Write out all of the records below precisely as given, omitting the images.

# DATASET RECORDS:
******
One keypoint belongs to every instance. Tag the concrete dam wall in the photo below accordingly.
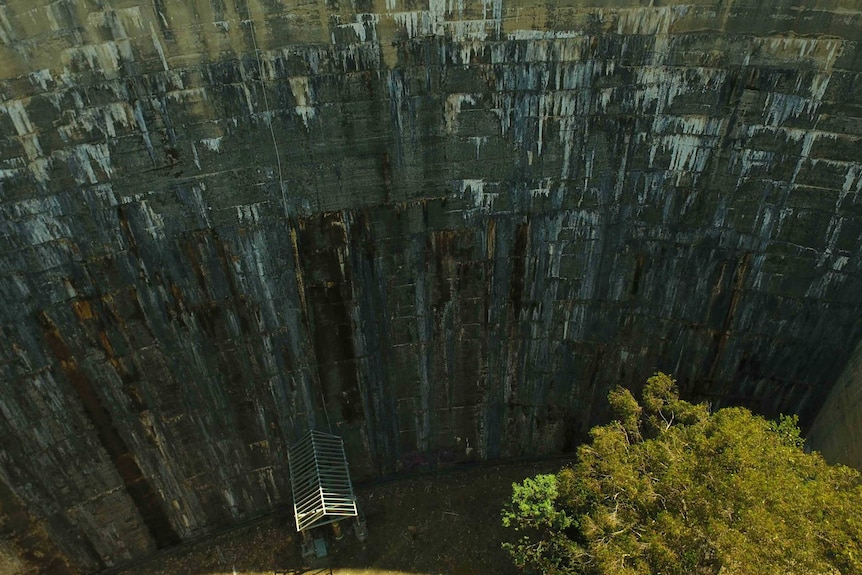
(441, 229)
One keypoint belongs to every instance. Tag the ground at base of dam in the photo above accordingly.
(438, 523)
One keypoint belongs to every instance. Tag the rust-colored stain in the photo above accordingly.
(139, 489)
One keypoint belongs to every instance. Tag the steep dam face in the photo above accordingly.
(441, 229)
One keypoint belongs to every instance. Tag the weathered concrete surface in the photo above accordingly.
(837, 430)
(443, 229)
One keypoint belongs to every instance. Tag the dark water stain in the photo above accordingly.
(142, 493)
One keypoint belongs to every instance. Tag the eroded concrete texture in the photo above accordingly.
(441, 229)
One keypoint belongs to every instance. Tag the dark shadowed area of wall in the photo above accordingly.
(442, 229)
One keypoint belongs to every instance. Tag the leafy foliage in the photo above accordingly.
(668, 488)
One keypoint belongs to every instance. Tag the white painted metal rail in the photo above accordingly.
(322, 491)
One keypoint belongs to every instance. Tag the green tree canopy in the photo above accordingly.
(670, 488)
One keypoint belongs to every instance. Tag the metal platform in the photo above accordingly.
(322, 491)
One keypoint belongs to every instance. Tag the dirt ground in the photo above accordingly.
(445, 523)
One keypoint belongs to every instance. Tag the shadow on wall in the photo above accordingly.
(435, 523)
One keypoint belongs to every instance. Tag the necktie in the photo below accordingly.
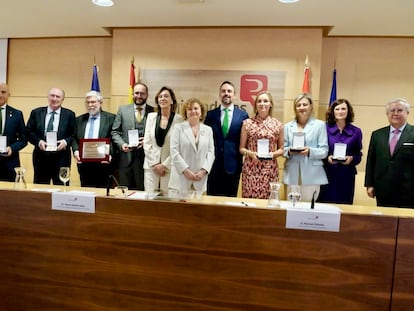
(1, 120)
(51, 120)
(91, 126)
(225, 126)
(139, 114)
(394, 140)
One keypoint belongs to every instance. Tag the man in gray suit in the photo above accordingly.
(389, 174)
(96, 123)
(130, 117)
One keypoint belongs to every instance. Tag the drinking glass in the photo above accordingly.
(64, 176)
(274, 201)
(294, 194)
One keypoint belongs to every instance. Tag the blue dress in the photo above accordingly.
(341, 178)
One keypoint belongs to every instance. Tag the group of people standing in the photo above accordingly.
(207, 151)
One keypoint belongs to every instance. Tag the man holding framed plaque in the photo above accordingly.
(91, 145)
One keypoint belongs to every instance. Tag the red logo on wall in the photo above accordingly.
(251, 85)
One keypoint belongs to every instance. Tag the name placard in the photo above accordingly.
(313, 219)
(74, 202)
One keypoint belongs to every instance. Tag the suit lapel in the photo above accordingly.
(189, 134)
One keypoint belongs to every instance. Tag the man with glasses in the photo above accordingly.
(389, 174)
(94, 124)
(58, 123)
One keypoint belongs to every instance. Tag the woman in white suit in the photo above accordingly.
(304, 166)
(158, 128)
(192, 150)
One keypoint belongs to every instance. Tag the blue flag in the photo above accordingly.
(333, 89)
(95, 80)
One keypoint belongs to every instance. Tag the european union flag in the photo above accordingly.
(333, 89)
(95, 80)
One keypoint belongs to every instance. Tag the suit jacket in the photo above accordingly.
(310, 168)
(105, 127)
(227, 148)
(392, 176)
(155, 154)
(36, 131)
(185, 154)
(14, 129)
(125, 120)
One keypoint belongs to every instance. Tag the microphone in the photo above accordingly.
(111, 179)
(313, 200)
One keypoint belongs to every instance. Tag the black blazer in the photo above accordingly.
(105, 128)
(14, 129)
(227, 148)
(36, 131)
(392, 176)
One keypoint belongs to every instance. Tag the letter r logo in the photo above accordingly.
(251, 85)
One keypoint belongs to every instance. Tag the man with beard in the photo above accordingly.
(96, 123)
(131, 158)
(226, 122)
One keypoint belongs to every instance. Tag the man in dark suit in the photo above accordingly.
(53, 118)
(389, 174)
(130, 117)
(224, 177)
(12, 127)
(96, 123)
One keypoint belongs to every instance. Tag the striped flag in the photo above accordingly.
(131, 82)
(333, 88)
(306, 78)
(95, 80)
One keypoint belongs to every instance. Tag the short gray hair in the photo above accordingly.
(401, 101)
(95, 94)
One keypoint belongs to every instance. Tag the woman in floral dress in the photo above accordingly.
(259, 169)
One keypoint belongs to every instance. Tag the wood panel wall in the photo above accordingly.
(159, 255)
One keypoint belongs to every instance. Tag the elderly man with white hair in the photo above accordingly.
(95, 124)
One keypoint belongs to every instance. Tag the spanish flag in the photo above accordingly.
(131, 82)
(306, 79)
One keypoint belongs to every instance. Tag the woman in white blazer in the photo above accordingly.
(305, 166)
(192, 150)
(158, 128)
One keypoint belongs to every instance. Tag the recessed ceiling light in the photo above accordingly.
(288, 1)
(103, 2)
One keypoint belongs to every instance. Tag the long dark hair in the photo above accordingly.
(174, 99)
(330, 115)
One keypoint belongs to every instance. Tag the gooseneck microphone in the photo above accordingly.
(111, 179)
(313, 200)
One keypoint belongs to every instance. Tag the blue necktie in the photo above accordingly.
(91, 126)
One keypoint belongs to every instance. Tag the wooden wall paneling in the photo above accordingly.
(403, 291)
(158, 255)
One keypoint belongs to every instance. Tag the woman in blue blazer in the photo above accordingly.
(304, 166)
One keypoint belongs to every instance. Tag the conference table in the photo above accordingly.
(213, 253)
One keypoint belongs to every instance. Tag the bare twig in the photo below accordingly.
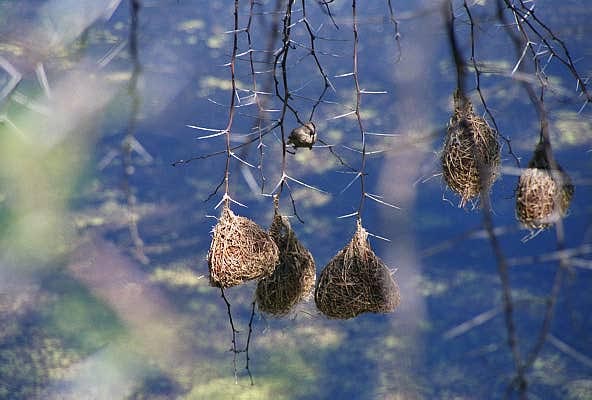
(502, 266)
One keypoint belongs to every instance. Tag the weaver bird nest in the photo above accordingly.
(303, 136)
(294, 277)
(543, 194)
(471, 155)
(240, 251)
(356, 281)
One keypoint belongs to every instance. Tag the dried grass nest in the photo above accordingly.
(294, 277)
(240, 251)
(356, 281)
(543, 194)
(471, 145)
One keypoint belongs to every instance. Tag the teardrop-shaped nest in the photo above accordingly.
(356, 281)
(294, 277)
(240, 251)
(471, 145)
(543, 194)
******
# EXERCISE ANSWER:
One keypoint belongs to every instance. Tag the concrete dam wall in the photo below accordingly.
(441, 229)
One keypoint belongs to every instance. Tag the ground at base of dam in the photo above accordingly.
(438, 523)
One keypoint belongs to every instance. Tag the rust-colored stain in the photo above accordingly.
(139, 489)
One keypoint belongs to every instance. Tag the steep dam face in the photo above accordingly.
(441, 229)
One keypoint belongs to every instance. Tag the weathered concrete surface in the photo above accordingly.
(837, 430)
(443, 229)
One keypoint belongs to every instance. Tag the dark water stain in the photo above accordingly.
(142, 493)
One keypoint belongs to every instance. Tag the eroded concrete texture in the photo above accordingly.
(441, 229)
One keypoint belongs to every instance. Tag the dark shadowed area of wall in the photo above accordingly.
(442, 229)
One keypoint belongs to every instance. Tag the leafy foliage in the photo above accordingly.
(668, 488)
One keypoint belongs to every instance. Tag the white painted metal rail in the photo above accordingly.
(322, 491)
One keypoint belongs to every instance. Tag the green tree canopy in the photo above accordingly.
(670, 488)
One keypoint belongs to every instance. Tag the metal platform in the photo above accordingly.
(322, 491)
One keypoint belongs to every instance. Tag the dirt ground in the photo above accordingly.
(445, 523)
One keypoint belongs to every instance. Tag the shadow on wall in the photo above accordingly.
(435, 523)
One keypoint belongs to every instance. Tag the necktie in the photo below accordingly.
(1, 120)
(51, 120)
(91, 126)
(225, 126)
(139, 114)
(394, 140)
One keypoint belongs to every instance. Tag the man in gray suit in the photo above accordingly.
(389, 174)
(96, 123)
(130, 117)
One keypoint belongs to every instance. Tag the drinking glass in the photo above accordingly.
(64, 176)
(274, 201)
(294, 194)
One keypoint belongs to every instance. Tag the blue dress in the photo above accordingly.
(341, 178)
One keypoint belongs to every instance. Tag the group of people standing in the photo above accordingly.
(207, 151)
One keypoint belongs to every instance. Tag the man holding framed plaque in the photo above accordingly.
(91, 145)
One keypoint belongs to every instance. Tag the red logo on wall in the photo above accordingly.
(251, 85)
One keypoint belongs to every instance. Tag the name placard in the photo above accordingly.
(313, 219)
(74, 202)
One keypoint belongs to every instance. Tag the suit lapel in the photo above accordingly.
(189, 134)
One keypoint belongs to every instance. Tag the man with glasses in the photo above accordingly.
(389, 174)
(94, 124)
(58, 123)
One keypoint belongs to every instance. Tag the woman in white suit in the photo above accordingly.
(304, 166)
(158, 128)
(192, 150)
One keypoint belongs to every instance. Tag the blue flag in the photo above accordingly.
(333, 89)
(95, 80)
One keypoint belongs to every instance. Tag the european union flag in the photo above accordingly.
(333, 89)
(95, 80)
One keypoint belongs to every instance. Tag the suit jacket in the photo above accordingly.
(310, 168)
(105, 127)
(227, 148)
(392, 176)
(155, 154)
(36, 131)
(185, 154)
(14, 129)
(125, 120)
One keypoint belongs to every instance. Tag the microphone in the photo above accordingly.
(111, 179)
(313, 200)
One keypoint belongs to every instance. Tag the black blazer in the photo above accordingly.
(105, 128)
(14, 129)
(227, 148)
(36, 131)
(392, 176)
One keypoint belongs to every instance. Tag the letter r logo in the photo above accordingly.
(251, 85)
One keypoint belongs to every instance. Tag the man with beard in the photo above accordingly.
(96, 123)
(131, 158)
(226, 122)
One keypoint belongs to every instance. Tag the man in dark suit in the photo above accordingly.
(53, 118)
(389, 174)
(130, 117)
(224, 177)
(12, 127)
(96, 123)
One keypoint belongs to every instance. Tag the striped flag in the photo above accordingly.
(131, 82)
(333, 88)
(306, 78)
(95, 80)
One keypoint belongs to every instance. Tag the short gray hair in the photo above accordingly.
(401, 101)
(95, 94)
One keypoint belongs to every instance. Tag the woman in floral dress in the photo above accordingly.
(259, 169)
One keypoint belongs to every instance. Tag the wood panel wall in the photo above accordingly.
(159, 255)
One keypoint belongs to every instance. Tag the elderly man with white hair in the photo above accordingly.
(95, 124)
One keypoint belongs to every instance. Tag the spanish flag in the photo above accordingly.
(131, 82)
(306, 79)
One keypoint belongs to every instance. Tag the woman in white blazer in the photo above accordingly.
(305, 166)
(192, 150)
(158, 128)
One keypoint belongs to every instance. Tag the recessed ceiling light in the photo above accordingly.
(288, 1)
(103, 2)
One keypoint belongs to every instance. Tag the long dark hair in the photo above accordingly.
(174, 99)
(330, 115)
One keypoint belongs to every instance. Tag the gooseneck microphone in the photo above accordingly.
(111, 179)
(313, 200)
One keypoint belongs to every instance. Tag the blue necktie in the photo above accordingly.
(91, 126)
One keypoint belongs to every instance. Tag the wooden wall paneling in the photo above accordingly.
(403, 291)
(158, 255)
One keypoint belongs to every instance. Tag the woman in blue blazer in the photo above accordingly.
(304, 166)
One keypoint belongs to every instance. Tag the conference table in the photo above accordingly.
(213, 253)
One keypoint belongs to every instance. Tag the bare twig in the photo below accordingly.
(502, 266)
One keypoint belongs to every instance. Tag the weaver bird nest in the photo above accordingly.
(303, 136)
(294, 277)
(543, 194)
(471, 155)
(240, 251)
(356, 281)
One keypoint belongs to every instance. Tag the dried grass nest in the photo above accordingly.
(294, 277)
(240, 251)
(356, 281)
(543, 194)
(471, 145)
One keypoint belongs to every instance. Tag the teardrop-shaped nest in the photo above accordingly.
(356, 281)
(294, 277)
(240, 251)
(471, 145)
(543, 194)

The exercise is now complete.